**YOUR INSTRUCTIONS:** Using the listing below, select the lines with the word "knife" and copy them.

**DATA SUPPLIED:**
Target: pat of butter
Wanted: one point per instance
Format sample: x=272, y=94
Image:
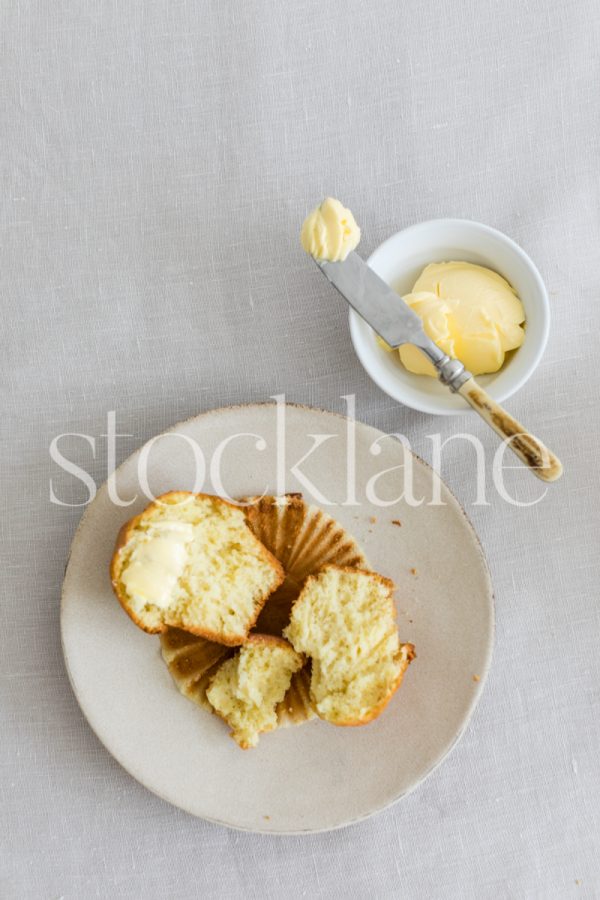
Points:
x=156, y=564
x=330, y=231
x=471, y=313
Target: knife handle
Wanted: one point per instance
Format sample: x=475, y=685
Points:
x=541, y=461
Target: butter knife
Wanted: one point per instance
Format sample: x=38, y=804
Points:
x=393, y=320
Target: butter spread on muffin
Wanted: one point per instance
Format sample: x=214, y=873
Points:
x=191, y=561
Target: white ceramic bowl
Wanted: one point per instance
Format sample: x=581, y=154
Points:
x=400, y=260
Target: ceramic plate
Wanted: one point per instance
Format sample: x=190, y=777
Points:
x=313, y=777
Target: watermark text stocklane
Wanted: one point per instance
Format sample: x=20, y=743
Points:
x=309, y=471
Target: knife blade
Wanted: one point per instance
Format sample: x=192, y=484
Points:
x=393, y=320
x=375, y=302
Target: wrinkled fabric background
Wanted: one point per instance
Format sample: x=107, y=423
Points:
x=157, y=162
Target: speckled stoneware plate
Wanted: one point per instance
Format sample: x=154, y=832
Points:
x=314, y=777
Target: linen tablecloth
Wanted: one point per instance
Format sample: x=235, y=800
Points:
x=158, y=159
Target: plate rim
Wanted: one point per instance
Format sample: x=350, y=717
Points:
x=477, y=694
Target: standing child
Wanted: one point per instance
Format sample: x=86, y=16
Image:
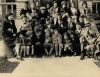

**OUTPUT:**
Target: knife handle
Target: butter knife
Target: knife blade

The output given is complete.